## Stored dataset items
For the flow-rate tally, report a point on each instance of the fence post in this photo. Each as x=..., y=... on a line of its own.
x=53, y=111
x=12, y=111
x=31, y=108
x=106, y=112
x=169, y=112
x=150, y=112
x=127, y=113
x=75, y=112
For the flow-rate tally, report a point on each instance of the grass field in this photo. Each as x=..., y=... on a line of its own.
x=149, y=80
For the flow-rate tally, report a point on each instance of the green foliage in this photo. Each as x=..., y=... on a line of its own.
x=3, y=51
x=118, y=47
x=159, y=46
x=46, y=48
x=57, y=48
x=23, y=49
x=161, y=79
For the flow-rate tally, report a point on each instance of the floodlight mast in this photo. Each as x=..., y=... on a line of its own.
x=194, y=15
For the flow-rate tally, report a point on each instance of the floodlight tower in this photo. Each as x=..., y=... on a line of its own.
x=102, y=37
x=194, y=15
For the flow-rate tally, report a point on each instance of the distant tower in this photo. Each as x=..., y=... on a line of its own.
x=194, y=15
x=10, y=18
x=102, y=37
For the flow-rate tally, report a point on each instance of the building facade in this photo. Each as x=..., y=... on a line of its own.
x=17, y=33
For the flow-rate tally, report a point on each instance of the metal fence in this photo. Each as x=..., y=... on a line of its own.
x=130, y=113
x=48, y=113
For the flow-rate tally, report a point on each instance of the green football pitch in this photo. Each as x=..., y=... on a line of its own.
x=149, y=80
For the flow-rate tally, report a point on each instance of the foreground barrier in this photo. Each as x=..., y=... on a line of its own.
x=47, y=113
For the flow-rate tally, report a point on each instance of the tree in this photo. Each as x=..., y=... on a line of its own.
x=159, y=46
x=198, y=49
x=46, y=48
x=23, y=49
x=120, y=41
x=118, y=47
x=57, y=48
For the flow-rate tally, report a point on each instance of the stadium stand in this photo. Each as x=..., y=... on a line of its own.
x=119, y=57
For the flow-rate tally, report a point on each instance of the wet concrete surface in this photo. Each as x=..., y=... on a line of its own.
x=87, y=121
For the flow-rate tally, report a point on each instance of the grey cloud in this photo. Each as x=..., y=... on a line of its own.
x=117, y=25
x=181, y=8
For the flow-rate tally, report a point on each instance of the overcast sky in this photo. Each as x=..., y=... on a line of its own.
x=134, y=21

## EXERCISE GOAL
Retype every record above exactly.

## REPLY TO THE TASK
For the flow-rate tally, report a point on each instance of the fence post in this photo. Each as x=..., y=... on a line of its own.
x=53, y=111
x=12, y=111
x=31, y=108
x=106, y=112
x=169, y=112
x=150, y=112
x=127, y=113
x=75, y=112
For the flow-rate tally, report a point on each instance of the grass field in this photo. Each as x=..., y=... on a line of its own.
x=149, y=80
For the flow-rate tally, report a point on each instance of the green foliage in this photo. Each as x=..., y=... on a line of its own.
x=3, y=51
x=118, y=47
x=159, y=46
x=46, y=48
x=57, y=48
x=23, y=49
x=161, y=79
For the flow-rate tally, report a point on each instance of the floodlight mast in this photo. Each as x=..., y=... on a line of its own.
x=194, y=15
For the flow-rate tally, report a point on each instance of the floodlight tower in this photo. Each as x=..., y=... on a line of its own.
x=102, y=37
x=194, y=15
For the flow-rate tally, report a point on each instance of the distant tower in this photo. Each as x=..., y=... on a line of its own.
x=194, y=15
x=10, y=18
x=102, y=37
For the flow-rate tally, report a point on each instance of the building facade in this photo. Each as x=..., y=... on a line of its own.
x=17, y=33
For the flow-rate tally, report a point on each instance of the metal fence in this photo. Each as x=..., y=... on a line of its own.
x=130, y=113
x=48, y=113
For the flow-rate tally, report a point on each instance of the green football pitch in this photo. Each as x=..., y=... on a line of its own.
x=149, y=80
For the flow-rate tally, report a point on each instance of the foreground barrier in this photo. Each as x=..., y=... on a line of its own.
x=47, y=113
For the flow-rate tally, report a point on each instance of the tree in this photo. Each as x=..., y=... on a line of its own.
x=159, y=46
x=198, y=49
x=46, y=48
x=23, y=49
x=120, y=41
x=118, y=47
x=57, y=48
For the flow-rate tally, report a point on each instance of the stadium stand in this photo. Each as x=..., y=... on a line of its own.
x=119, y=57
For the flow-rate tally, report a point on each instance of the wet concrete surface in this photo. Each as x=..., y=... on a line of its own.
x=87, y=121
For the flow-rate tally, report a point on each instance of the grey cloud in this photo. Each as x=..., y=... on a line of its own.
x=117, y=25
x=181, y=8
For the flow-rate tally, report a point on each instance of the overcast sky in this photo. Each as x=..., y=... on a line of its own.
x=134, y=21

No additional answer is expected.